Goal of the exercise
Report each line in the data below that contains the word "arch".

Records shown
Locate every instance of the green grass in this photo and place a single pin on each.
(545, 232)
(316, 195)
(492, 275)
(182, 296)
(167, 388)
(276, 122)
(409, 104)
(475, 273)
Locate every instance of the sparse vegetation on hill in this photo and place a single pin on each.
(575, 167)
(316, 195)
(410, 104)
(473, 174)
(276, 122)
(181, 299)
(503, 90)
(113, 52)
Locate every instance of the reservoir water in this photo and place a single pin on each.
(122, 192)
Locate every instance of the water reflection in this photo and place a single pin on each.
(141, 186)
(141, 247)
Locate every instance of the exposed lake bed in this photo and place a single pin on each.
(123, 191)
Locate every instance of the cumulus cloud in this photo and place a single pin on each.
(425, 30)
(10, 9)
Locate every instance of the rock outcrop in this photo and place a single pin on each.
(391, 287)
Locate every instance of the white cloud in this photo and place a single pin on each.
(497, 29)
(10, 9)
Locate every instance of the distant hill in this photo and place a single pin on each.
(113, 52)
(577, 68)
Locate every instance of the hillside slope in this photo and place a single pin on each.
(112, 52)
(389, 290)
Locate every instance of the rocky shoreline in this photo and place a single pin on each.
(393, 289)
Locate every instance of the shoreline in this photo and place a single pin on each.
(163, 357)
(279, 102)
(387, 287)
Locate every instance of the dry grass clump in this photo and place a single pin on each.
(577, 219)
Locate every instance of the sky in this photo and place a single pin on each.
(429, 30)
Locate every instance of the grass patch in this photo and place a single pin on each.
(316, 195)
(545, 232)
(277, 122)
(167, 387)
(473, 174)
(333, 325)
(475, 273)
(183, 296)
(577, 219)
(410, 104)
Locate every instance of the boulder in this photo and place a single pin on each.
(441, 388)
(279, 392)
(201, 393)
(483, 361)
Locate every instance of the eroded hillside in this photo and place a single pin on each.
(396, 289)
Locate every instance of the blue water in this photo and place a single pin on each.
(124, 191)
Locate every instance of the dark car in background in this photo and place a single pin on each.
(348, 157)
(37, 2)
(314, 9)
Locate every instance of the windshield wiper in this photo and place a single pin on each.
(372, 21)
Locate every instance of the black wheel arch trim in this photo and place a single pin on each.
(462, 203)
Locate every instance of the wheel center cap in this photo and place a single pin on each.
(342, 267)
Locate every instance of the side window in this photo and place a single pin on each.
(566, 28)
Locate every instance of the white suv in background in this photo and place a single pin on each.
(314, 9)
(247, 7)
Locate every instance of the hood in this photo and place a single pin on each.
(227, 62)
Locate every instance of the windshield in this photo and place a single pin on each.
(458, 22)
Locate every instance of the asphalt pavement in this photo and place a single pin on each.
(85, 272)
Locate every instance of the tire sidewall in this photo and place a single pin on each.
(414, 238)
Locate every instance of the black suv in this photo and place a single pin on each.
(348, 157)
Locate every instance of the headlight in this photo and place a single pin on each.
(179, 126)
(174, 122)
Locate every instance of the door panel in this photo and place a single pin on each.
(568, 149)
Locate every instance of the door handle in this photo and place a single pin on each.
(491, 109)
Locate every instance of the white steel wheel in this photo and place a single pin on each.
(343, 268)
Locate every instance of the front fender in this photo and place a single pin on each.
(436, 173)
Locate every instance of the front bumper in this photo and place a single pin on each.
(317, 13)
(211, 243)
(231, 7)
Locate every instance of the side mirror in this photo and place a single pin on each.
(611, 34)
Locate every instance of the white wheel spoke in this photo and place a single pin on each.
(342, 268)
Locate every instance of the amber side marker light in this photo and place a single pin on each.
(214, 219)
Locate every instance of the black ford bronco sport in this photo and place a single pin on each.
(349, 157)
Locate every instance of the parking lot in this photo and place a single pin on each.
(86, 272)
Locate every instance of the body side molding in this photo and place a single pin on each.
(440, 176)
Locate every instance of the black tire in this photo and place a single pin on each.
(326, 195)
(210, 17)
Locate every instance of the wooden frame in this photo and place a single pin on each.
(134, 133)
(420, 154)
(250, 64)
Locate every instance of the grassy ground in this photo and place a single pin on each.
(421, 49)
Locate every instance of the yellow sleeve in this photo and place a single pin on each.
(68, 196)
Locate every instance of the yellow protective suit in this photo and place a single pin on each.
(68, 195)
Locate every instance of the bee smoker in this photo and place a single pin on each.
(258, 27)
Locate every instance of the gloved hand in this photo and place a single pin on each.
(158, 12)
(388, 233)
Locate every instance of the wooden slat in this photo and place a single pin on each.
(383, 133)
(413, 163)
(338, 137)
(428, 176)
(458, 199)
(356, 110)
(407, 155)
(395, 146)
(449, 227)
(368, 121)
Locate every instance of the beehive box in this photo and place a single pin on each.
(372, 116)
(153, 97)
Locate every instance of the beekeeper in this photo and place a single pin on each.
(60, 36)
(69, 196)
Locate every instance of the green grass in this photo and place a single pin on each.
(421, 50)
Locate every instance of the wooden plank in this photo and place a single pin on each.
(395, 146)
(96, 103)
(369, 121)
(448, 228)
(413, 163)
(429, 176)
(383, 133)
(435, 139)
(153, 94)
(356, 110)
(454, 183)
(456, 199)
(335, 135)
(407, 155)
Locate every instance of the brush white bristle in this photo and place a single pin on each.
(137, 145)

--

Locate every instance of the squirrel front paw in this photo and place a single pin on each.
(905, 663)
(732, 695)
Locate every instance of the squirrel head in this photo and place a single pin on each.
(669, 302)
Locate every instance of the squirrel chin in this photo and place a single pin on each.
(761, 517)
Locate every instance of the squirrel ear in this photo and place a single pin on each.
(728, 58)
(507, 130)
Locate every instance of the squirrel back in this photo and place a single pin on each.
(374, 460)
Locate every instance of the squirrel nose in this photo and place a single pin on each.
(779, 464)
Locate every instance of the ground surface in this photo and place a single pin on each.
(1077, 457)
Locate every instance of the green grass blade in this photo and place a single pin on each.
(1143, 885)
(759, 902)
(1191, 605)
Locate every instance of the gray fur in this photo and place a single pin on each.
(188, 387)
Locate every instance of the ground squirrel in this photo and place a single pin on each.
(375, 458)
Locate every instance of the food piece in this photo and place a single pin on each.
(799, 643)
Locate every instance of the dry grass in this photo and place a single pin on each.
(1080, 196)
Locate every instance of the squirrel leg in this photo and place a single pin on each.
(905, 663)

---

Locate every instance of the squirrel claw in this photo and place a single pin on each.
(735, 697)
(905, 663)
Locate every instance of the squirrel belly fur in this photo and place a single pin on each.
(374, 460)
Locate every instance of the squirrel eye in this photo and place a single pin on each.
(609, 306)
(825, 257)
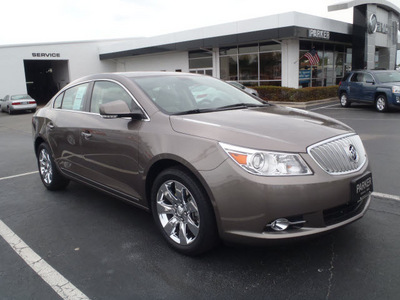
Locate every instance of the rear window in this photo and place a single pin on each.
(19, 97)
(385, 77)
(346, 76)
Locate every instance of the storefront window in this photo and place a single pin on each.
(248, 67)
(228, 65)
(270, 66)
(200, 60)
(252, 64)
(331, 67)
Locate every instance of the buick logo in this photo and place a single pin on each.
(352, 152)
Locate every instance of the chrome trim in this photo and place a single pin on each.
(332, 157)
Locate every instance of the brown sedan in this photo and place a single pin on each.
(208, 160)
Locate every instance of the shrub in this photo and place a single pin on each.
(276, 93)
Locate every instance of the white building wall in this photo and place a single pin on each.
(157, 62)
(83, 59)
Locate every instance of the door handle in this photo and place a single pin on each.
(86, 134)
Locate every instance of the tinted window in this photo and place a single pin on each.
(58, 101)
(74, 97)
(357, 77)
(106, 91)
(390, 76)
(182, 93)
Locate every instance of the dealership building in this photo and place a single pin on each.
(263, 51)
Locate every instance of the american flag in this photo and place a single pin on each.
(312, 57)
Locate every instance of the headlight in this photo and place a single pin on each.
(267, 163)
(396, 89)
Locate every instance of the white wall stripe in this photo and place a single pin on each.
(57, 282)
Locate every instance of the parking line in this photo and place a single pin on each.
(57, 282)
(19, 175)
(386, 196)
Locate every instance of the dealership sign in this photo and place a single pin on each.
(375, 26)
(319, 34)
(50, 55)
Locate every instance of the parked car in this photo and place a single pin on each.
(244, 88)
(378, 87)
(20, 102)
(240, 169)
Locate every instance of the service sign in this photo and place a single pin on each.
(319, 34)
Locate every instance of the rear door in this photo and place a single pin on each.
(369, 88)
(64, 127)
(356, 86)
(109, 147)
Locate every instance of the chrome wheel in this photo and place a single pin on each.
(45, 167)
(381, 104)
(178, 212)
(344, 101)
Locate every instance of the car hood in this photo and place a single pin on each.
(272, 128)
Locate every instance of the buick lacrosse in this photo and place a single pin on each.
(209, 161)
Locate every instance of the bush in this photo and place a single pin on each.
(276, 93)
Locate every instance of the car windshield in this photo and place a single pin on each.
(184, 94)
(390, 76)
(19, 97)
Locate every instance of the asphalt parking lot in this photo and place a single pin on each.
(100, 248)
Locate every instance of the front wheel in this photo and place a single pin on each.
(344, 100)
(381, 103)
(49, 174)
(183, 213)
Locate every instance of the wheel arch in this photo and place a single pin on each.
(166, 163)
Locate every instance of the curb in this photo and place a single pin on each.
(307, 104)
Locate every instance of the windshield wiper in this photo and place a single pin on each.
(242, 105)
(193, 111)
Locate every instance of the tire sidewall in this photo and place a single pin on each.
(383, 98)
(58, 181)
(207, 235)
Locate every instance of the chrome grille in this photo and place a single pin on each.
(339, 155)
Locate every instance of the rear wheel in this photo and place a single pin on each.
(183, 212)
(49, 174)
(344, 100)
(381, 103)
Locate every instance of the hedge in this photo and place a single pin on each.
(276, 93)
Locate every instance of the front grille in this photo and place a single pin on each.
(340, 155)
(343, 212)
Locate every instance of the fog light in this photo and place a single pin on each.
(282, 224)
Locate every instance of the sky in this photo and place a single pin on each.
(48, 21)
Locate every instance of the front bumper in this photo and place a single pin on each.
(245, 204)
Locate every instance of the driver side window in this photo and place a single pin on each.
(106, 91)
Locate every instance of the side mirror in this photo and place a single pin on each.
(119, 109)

Response to this exercise
Locate every instance of the black wheel arch trim in this photo and place a single pin on each.
Locate every instance of the wheel arch in this photo and place a single pin on each.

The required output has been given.